Segmentation data =

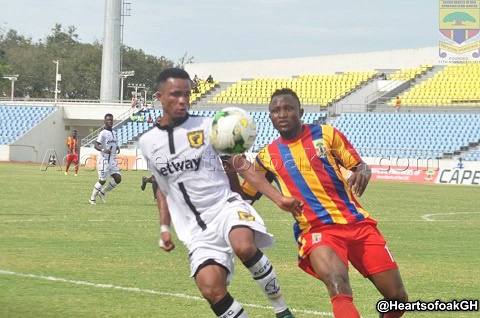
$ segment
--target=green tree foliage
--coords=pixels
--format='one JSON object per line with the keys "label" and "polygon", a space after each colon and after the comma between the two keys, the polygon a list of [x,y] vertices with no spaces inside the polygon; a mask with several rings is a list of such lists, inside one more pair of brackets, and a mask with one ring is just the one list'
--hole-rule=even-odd
{"label": "green tree foliage", "polygon": [[[18,74],[16,97],[53,98],[55,68],[59,61],[60,99],[95,99],[100,96],[102,44],[81,43],[74,26],[55,24],[45,39],[33,42],[15,30],[0,34],[0,75]],[[122,47],[122,70],[135,71],[124,83],[124,96],[130,96],[127,84],[145,84],[149,96],[156,90],[155,79],[174,63],[164,56],[155,57],[142,50]],[[0,93],[8,91],[10,81],[0,78]],[[1,97],[1,96],[0,96]]]}

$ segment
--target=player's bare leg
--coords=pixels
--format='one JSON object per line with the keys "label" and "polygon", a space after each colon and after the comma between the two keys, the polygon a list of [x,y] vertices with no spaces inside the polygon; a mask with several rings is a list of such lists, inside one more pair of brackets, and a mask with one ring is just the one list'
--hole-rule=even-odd
{"label": "player's bare leg", "polygon": [[236,227],[230,231],[229,239],[235,254],[270,300],[276,316],[293,317],[285,303],[272,263],[255,245],[253,230],[249,227]]}
{"label": "player's bare leg", "polygon": [[[368,279],[377,287],[384,299],[398,300],[400,302],[408,301],[407,291],[403,285],[398,268],[371,275]],[[402,317],[404,313],[404,311],[391,311],[381,314],[380,317],[398,318]]]}
{"label": "player's bare leg", "polygon": [[90,197],[90,204],[97,204],[97,196],[102,191],[102,186],[105,184],[106,180],[98,180],[97,183],[93,186],[92,196]]}
{"label": "player's bare leg", "polygon": [[195,275],[195,282],[217,317],[248,317],[242,305],[227,291],[227,270],[220,265],[202,267]]}
{"label": "player's bare leg", "polygon": [[348,267],[335,251],[326,245],[316,247],[309,256],[318,278],[327,287],[336,318],[360,318],[353,304]]}

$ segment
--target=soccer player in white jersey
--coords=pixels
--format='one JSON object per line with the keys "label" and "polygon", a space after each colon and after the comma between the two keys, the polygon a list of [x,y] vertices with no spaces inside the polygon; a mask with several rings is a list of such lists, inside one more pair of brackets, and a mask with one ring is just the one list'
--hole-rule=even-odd
{"label": "soccer player in white jersey", "polygon": [[[93,186],[92,196],[89,200],[90,204],[97,204],[97,196],[100,196],[103,203],[107,203],[105,200],[106,193],[115,189],[122,182],[122,175],[116,160],[120,148],[117,146],[117,133],[112,129],[113,115],[106,114],[104,123],[105,129],[100,132],[95,141],[95,149],[100,151],[97,157],[98,181]],[[112,177],[112,180],[102,189],[102,186],[110,177]]]}
{"label": "soccer player in white jersey", "polygon": [[[234,255],[270,300],[276,317],[293,317],[272,264],[260,251],[273,245],[273,237],[253,207],[230,189],[220,156],[210,144],[212,118],[187,113],[189,74],[182,69],[167,69],[160,73],[157,83],[162,122],[140,138],[140,147],[159,186],[160,246],[166,251],[175,247],[171,219],[188,249],[191,276],[217,317],[247,317],[242,305],[227,291]],[[229,160],[233,167],[248,164],[243,156]],[[282,209],[295,215],[302,213],[301,201],[280,194],[258,171],[238,172]]]}

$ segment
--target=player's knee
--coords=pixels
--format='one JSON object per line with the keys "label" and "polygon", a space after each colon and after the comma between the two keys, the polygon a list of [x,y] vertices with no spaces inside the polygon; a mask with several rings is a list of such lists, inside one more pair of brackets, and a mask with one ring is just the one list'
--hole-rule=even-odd
{"label": "player's knee", "polygon": [[348,274],[328,273],[322,279],[331,295],[352,294],[352,288],[350,287],[350,281],[347,275]]}
{"label": "player's knee", "polygon": [[198,286],[198,288],[200,289],[203,298],[205,298],[210,305],[218,303],[227,294],[227,291],[224,288],[216,285],[202,285]]}
{"label": "player's knee", "polygon": [[237,244],[234,248],[235,255],[243,262],[248,262],[257,252],[258,248],[254,244],[243,242]]}
{"label": "player's knee", "polygon": [[389,295],[384,295],[384,297],[385,299],[398,300],[400,302],[408,301],[408,294],[403,286],[401,288],[393,290]]}

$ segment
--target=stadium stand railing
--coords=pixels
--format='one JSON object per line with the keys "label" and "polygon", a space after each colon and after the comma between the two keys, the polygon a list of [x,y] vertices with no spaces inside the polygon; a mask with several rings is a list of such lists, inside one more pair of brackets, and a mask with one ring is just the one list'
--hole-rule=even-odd
{"label": "stadium stand railing", "polygon": [[478,146],[479,122],[479,114],[359,113],[342,114],[331,124],[362,156],[429,159],[461,156]]}

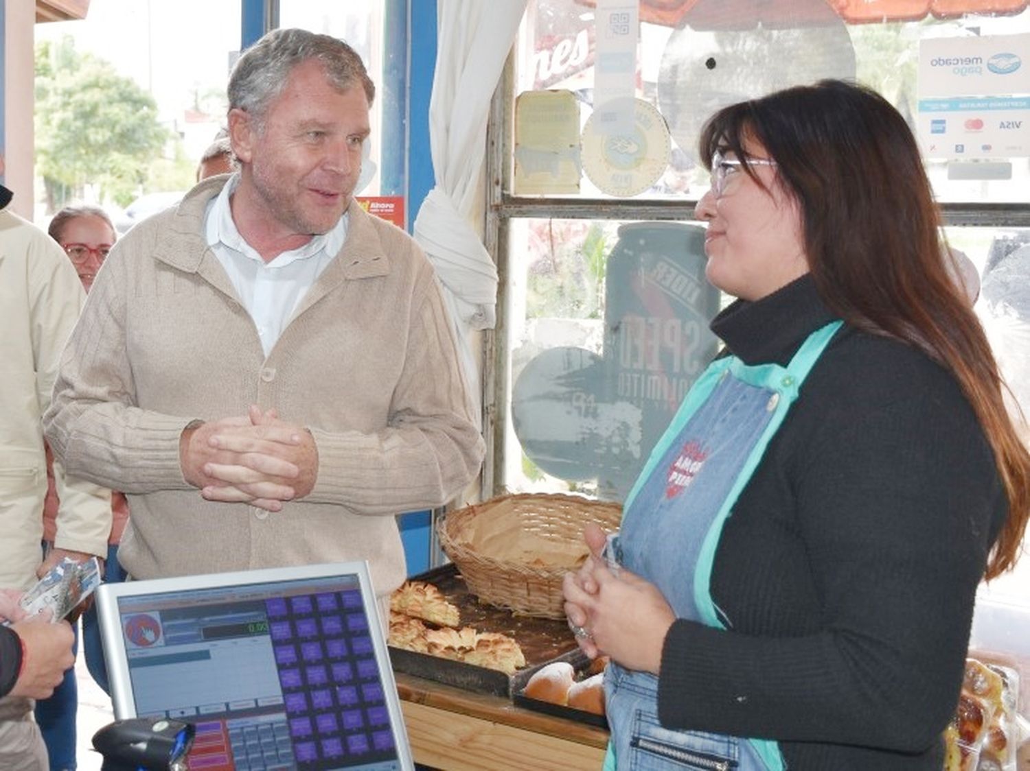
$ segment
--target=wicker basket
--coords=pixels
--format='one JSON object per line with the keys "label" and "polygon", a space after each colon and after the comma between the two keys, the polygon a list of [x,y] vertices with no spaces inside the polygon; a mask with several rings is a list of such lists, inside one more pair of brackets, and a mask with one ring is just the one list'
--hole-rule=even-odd
{"label": "wicker basket", "polygon": [[502,560],[473,551],[467,538],[476,527],[476,518],[497,515],[511,518],[516,528],[513,537],[533,536],[546,541],[555,551],[582,549],[583,525],[594,522],[606,531],[615,530],[622,518],[622,506],[572,495],[502,495],[482,503],[449,513],[438,525],[440,545],[461,571],[469,590],[482,602],[511,608],[516,614],[545,619],[564,619],[561,580],[570,566],[523,564]]}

Work instructions =
Pull out every line of the listing above that contains the string "target".

In response =
--target=green tree foliage
--target=player's bare leg
--target=soccer player in white jersey
--target=player's knee
--target=stadium stand railing
--target=wicker basket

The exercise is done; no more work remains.